Selection —
start
The most important problem facing the Jewish region at the present time, Mr. Bigler said, was the strengthening of the collective agricultural settlements. “Agriculture is and will remain in future the basis of Biro-Bijan’s national economy,” he declared.

Accusing the “enemies of the people” of being responsible for the failure of many settlements in the Jewish national region, Mr. Bigler said that the executive committee of the region decided not to proceed with the establishment of new settlements until the existing collective farms had been strengthened.

“The Soviet Government,” Mr. Bigler continued, “has adopted a special resolution regarding immigration into the Jewish autonomous region. But neither the Commissariat for Agriculture nor the other organizations has carried out this decision. The Government has now decided to request the Commission of Soviet Control to find out those responsible for ignoring their decision and to punish them.”
end
Source excerpt —
start
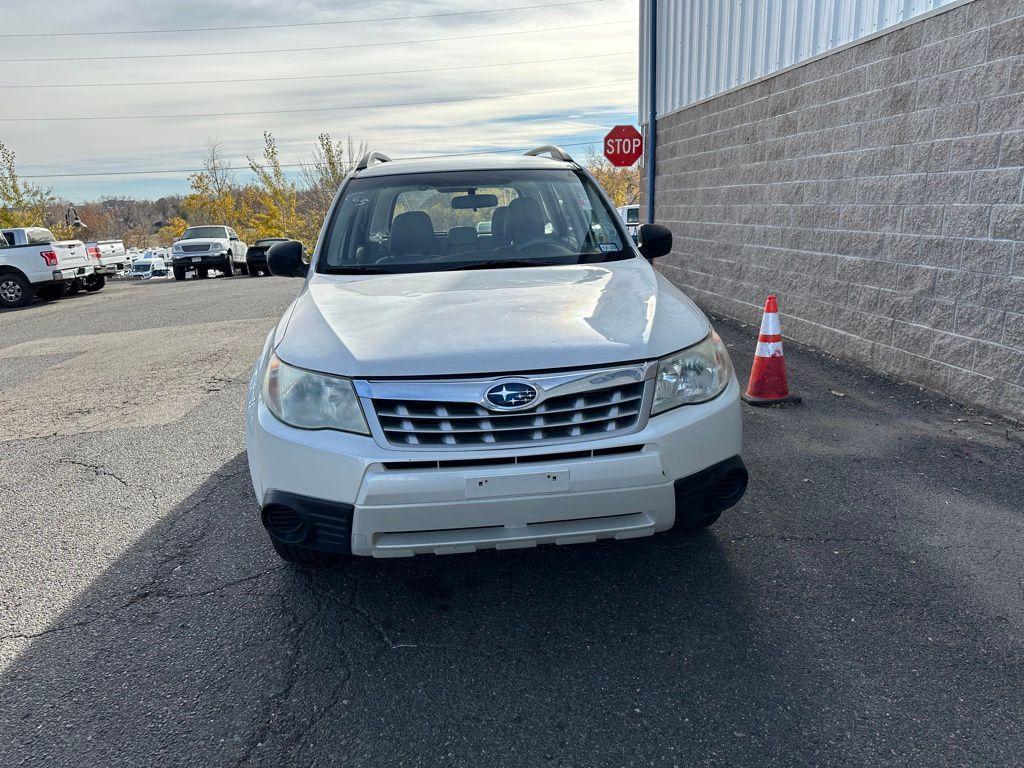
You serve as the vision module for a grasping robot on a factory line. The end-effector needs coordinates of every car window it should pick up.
[181,226,228,240]
[25,226,56,246]
[317,169,635,272]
end
Task instructions —
#1 According to the passage on Biro-Bijan, what did the region's executive committee decide about new settlements?
#2 In the passage on Biro-Bijan, rewrite the section starting at "The most important" and ending at "had been strengthened.", substituting "colonies" for "settlements".

Correct answers —
#1 It decided not to establish new settlements until the existing collective farms had been strengthened.

#2
The most important problem facing the Jewish region at the present time, Mr. Bigler said, was the strengthening of the collective agricultural colonies. “Agriculture is and will remain in future the basis of Biro-Bijan’s national economy,” he declared.

Accusing the “enemies of the people” of being responsible for the failure of many colonies in the Jewish national region, Mr. Bigler said that the executive committee of the region decided not to proceed with the establishment of new colonies until the existing collective farms had been strengthened.